* _WORK TO DO_
Rewrite the lines below, putting "label" wherever "target" appears and leaving everything else unchanged.

[RECORDS TO USE start]

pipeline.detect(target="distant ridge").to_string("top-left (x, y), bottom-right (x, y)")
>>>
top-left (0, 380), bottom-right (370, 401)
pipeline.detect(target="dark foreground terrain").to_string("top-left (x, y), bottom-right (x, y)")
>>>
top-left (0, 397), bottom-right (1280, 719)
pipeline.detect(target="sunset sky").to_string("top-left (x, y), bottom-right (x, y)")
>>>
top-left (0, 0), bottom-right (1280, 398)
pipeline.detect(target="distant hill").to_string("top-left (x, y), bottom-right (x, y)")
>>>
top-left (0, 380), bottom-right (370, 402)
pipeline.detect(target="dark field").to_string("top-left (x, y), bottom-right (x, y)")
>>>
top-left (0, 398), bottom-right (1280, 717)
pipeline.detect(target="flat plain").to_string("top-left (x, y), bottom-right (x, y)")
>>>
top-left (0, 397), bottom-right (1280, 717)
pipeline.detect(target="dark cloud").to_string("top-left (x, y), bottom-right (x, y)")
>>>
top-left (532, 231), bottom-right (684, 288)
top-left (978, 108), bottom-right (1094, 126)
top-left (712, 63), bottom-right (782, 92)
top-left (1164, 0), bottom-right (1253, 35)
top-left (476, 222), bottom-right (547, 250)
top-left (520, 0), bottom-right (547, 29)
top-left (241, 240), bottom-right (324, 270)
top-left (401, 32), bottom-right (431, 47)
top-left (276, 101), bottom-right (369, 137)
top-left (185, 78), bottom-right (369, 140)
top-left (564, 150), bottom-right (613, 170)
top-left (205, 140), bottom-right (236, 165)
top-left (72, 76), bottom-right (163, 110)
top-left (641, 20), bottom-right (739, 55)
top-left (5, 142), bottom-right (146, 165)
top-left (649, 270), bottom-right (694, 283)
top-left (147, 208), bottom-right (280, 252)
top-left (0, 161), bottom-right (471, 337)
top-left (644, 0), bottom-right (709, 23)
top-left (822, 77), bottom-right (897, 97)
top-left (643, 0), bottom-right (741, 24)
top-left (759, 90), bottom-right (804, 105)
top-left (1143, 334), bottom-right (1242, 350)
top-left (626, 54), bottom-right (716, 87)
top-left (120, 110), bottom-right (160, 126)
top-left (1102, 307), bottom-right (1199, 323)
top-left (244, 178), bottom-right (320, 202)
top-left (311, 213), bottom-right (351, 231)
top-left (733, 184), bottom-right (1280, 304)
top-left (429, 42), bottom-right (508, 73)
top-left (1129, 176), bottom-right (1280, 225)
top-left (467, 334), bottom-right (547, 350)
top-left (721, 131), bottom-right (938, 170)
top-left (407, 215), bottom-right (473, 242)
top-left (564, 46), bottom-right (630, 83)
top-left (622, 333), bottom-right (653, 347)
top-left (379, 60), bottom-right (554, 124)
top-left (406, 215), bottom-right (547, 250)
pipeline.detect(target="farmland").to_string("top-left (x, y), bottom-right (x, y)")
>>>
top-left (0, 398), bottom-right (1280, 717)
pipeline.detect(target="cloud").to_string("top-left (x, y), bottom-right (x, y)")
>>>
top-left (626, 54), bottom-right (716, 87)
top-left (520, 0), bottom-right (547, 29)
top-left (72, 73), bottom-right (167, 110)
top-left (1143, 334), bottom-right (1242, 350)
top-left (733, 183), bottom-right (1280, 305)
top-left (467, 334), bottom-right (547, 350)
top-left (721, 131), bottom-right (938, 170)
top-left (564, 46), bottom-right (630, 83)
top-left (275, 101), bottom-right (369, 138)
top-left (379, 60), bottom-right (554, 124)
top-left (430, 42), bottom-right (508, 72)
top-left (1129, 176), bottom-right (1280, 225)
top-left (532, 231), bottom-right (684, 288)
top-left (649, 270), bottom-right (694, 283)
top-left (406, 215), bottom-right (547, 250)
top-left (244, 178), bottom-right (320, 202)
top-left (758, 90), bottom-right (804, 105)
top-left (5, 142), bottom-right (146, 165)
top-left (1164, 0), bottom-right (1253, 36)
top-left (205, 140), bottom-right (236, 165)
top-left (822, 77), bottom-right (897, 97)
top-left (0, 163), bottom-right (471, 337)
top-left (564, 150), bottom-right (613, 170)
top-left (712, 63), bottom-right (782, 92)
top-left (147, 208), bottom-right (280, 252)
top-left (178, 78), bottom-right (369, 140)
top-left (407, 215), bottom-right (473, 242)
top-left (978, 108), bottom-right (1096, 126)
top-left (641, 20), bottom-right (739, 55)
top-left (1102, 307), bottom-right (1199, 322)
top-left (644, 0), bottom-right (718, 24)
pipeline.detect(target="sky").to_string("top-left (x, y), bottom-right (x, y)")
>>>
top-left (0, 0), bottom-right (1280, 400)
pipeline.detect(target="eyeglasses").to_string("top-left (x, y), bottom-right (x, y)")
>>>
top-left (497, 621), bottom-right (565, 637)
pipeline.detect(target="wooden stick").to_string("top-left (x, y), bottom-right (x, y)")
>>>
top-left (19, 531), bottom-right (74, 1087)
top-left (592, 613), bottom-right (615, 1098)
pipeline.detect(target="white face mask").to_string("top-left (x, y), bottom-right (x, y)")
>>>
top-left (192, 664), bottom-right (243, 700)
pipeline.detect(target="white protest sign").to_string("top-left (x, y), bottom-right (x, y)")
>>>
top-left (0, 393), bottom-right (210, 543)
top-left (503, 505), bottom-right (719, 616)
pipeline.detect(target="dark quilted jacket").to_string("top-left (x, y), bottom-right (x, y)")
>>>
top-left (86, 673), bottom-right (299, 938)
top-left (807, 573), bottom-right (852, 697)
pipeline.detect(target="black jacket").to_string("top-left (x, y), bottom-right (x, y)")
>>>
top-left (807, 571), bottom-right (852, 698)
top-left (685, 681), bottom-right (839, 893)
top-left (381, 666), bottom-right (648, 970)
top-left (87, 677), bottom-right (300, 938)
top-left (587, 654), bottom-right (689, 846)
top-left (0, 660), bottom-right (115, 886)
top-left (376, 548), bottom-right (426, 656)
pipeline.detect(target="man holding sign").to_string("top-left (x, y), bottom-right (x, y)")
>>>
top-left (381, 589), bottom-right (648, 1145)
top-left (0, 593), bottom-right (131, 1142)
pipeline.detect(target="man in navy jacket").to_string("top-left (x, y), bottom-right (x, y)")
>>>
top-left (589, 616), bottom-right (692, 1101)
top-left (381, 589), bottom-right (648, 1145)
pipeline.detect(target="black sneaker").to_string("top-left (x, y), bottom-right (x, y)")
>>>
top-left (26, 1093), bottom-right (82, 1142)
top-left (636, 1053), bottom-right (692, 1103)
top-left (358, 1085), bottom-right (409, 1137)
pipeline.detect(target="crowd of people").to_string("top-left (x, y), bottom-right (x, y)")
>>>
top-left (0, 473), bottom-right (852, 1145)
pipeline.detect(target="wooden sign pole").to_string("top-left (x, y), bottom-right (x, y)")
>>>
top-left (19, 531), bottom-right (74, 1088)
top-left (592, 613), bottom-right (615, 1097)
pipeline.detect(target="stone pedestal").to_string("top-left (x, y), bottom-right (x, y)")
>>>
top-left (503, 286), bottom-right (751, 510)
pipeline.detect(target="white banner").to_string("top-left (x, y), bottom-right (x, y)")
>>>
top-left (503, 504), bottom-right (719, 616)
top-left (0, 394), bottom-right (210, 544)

[RECORDS TO USE end]

* _FINAL ANSWER_
pipeline.detect(label="distant ridge").to_string("top-left (x, y), bottom-right (x, y)")
>>>
top-left (0, 380), bottom-right (370, 401)
pipeline.detect(label="dark foreground terrain").to_string("top-left (x, y), bottom-right (x, y)")
>>>
top-left (0, 397), bottom-right (1280, 719)
pipeline.detect(label="sunset sky").to_string("top-left (x, y), bottom-right (x, y)")
>>>
top-left (0, 0), bottom-right (1280, 398)
pipeline.detect(label="distant hill").to_string("top-left (x, y), bottom-right (x, y)")
>>>
top-left (0, 380), bottom-right (370, 402)
pipeline.detect(label="dark field").to_string("top-left (x, y), bottom-right (x, y)")
>>>
top-left (0, 398), bottom-right (1280, 717)
pipeline.detect(label="flat plain").to_string("top-left (x, y), bottom-right (x, y)")
>>>
top-left (0, 397), bottom-right (1280, 717)
pipeline.detect(label="dark cloud").to_string("top-left (x, y), bottom-right (x, y)")
>>>
top-left (532, 231), bottom-right (684, 288)
top-left (978, 108), bottom-right (1094, 126)
top-left (712, 63), bottom-right (782, 92)
top-left (1164, 0), bottom-right (1253, 35)
top-left (476, 222), bottom-right (547, 250)
top-left (520, 0), bottom-right (547, 29)
top-left (241, 240), bottom-right (324, 270)
top-left (401, 32), bottom-right (431, 47)
top-left (276, 101), bottom-right (369, 137)
top-left (185, 78), bottom-right (369, 140)
top-left (564, 150), bottom-right (613, 170)
top-left (205, 140), bottom-right (236, 165)
top-left (72, 76), bottom-right (163, 110)
top-left (641, 20), bottom-right (739, 55)
top-left (5, 142), bottom-right (146, 165)
top-left (649, 270), bottom-right (694, 283)
top-left (147, 208), bottom-right (280, 252)
top-left (0, 161), bottom-right (471, 337)
top-left (644, 0), bottom-right (709, 23)
top-left (822, 77), bottom-right (897, 97)
top-left (643, 0), bottom-right (741, 24)
top-left (759, 90), bottom-right (804, 105)
top-left (1143, 334), bottom-right (1242, 350)
top-left (626, 54), bottom-right (716, 87)
top-left (120, 110), bottom-right (160, 126)
top-left (1102, 307), bottom-right (1199, 323)
top-left (244, 178), bottom-right (320, 202)
top-left (311, 213), bottom-right (351, 231)
top-left (733, 184), bottom-right (1280, 304)
top-left (429, 42), bottom-right (508, 73)
top-left (1129, 176), bottom-right (1280, 225)
top-left (467, 334), bottom-right (547, 350)
top-left (721, 131), bottom-right (938, 170)
top-left (407, 215), bottom-right (473, 242)
top-left (564, 46), bottom-right (630, 83)
top-left (622, 333), bottom-right (653, 347)
top-left (379, 60), bottom-right (554, 124)
top-left (406, 215), bottom-right (547, 250)
pipeline.detect(label="farmland").to_string("top-left (x, y), bottom-right (x, y)")
>>>
top-left (0, 398), bottom-right (1280, 717)
pipeline.detect(label="cloud").to_string("top-left (x, y), bottom-right (x, y)")
>>>
top-left (626, 54), bottom-right (716, 87)
top-left (520, 0), bottom-right (547, 29)
top-left (72, 73), bottom-right (167, 110)
top-left (1143, 334), bottom-right (1242, 350)
top-left (733, 183), bottom-right (1280, 305)
top-left (467, 334), bottom-right (547, 350)
top-left (721, 131), bottom-right (938, 170)
top-left (564, 46), bottom-right (630, 83)
top-left (275, 101), bottom-right (369, 138)
top-left (379, 60), bottom-right (554, 124)
top-left (430, 42), bottom-right (508, 72)
top-left (1129, 176), bottom-right (1280, 225)
top-left (532, 231), bottom-right (684, 288)
top-left (649, 270), bottom-right (694, 283)
top-left (406, 215), bottom-right (547, 250)
top-left (244, 178), bottom-right (320, 202)
top-left (758, 90), bottom-right (804, 105)
top-left (5, 142), bottom-right (146, 165)
top-left (1164, 0), bottom-right (1253, 36)
top-left (205, 140), bottom-right (236, 165)
top-left (822, 77), bottom-right (897, 97)
top-left (0, 163), bottom-right (471, 337)
top-left (564, 150), bottom-right (613, 170)
top-left (712, 63), bottom-right (782, 92)
top-left (147, 208), bottom-right (280, 252)
top-left (178, 78), bottom-right (369, 140)
top-left (407, 215), bottom-right (473, 242)
top-left (978, 108), bottom-right (1096, 126)
top-left (641, 20), bottom-right (739, 55)
top-left (1102, 307), bottom-right (1199, 322)
top-left (644, 0), bottom-right (718, 24)
pipeline.detect(label="sky").to_string("top-left (x, y), bottom-right (x, y)")
>>>
top-left (0, 0), bottom-right (1280, 400)
pipeline.detect(label="eyeglasses").to_string("top-left (x, y), bottom-right (x, y)")
>>>
top-left (497, 621), bottom-right (565, 637)
pipeline.detect(label="wooden stick").to_string("top-left (x, y), bottom-right (x, y)")
>>>
top-left (19, 531), bottom-right (74, 1087)
top-left (592, 613), bottom-right (615, 1098)
pipeline.detect(label="white face mask").to_string("top-left (x, y), bottom-right (x, y)")
>>>
top-left (192, 664), bottom-right (243, 700)
pipeline.detect(label="white protest sign").to_string("top-left (x, y), bottom-right (x, y)")
>>>
top-left (0, 393), bottom-right (210, 543)
top-left (503, 505), bottom-right (719, 616)
pipeline.detect(label="dark quilted jacket").to_string("top-left (x, y), bottom-right (x, y)")
>>>
top-left (86, 673), bottom-right (299, 938)
top-left (807, 573), bottom-right (852, 697)
pipeline.detect(label="black jacket").to_string("top-left (x, y), bottom-right (x, y)")
>>>
top-left (807, 571), bottom-right (852, 698)
top-left (685, 681), bottom-right (839, 893)
top-left (381, 666), bottom-right (648, 970)
top-left (87, 677), bottom-right (300, 938)
top-left (587, 654), bottom-right (689, 846)
top-left (0, 660), bottom-right (115, 886)
top-left (376, 548), bottom-right (426, 656)
pipeline.detect(label="man holding sign").to_string("top-left (x, y), bottom-right (x, y)")
>>>
top-left (381, 589), bottom-right (648, 1145)
top-left (0, 593), bottom-right (131, 1142)
pipeline.detect(label="man in navy jacket").to_string("top-left (x, y), bottom-right (x, y)")
>>>
top-left (589, 616), bottom-right (692, 1101)
top-left (381, 589), bottom-right (648, 1145)
pipeline.detect(label="black sneaker").to_string("top-left (x, y), bottom-right (x, y)")
>>>
top-left (26, 1093), bottom-right (82, 1142)
top-left (636, 1053), bottom-right (692, 1103)
top-left (358, 1085), bottom-right (409, 1137)
pipeline.detect(label="crowd of people").to_string("top-left (x, y), bottom-right (x, y)")
>>>
top-left (0, 473), bottom-right (852, 1145)
pipeline.detect(label="wooden sign pole").to_string("top-left (x, y), bottom-right (x, y)")
>>>
top-left (19, 531), bottom-right (74, 1088)
top-left (592, 613), bottom-right (615, 1097)
pipeline.detect(label="stone pedestal").to_string("top-left (x, y), bottom-right (x, y)")
>>>
top-left (503, 286), bottom-right (751, 510)
pipeline.detect(label="white banner").to_string("top-left (x, y), bottom-right (x, y)")
>>>
top-left (503, 504), bottom-right (719, 616)
top-left (0, 394), bottom-right (210, 544)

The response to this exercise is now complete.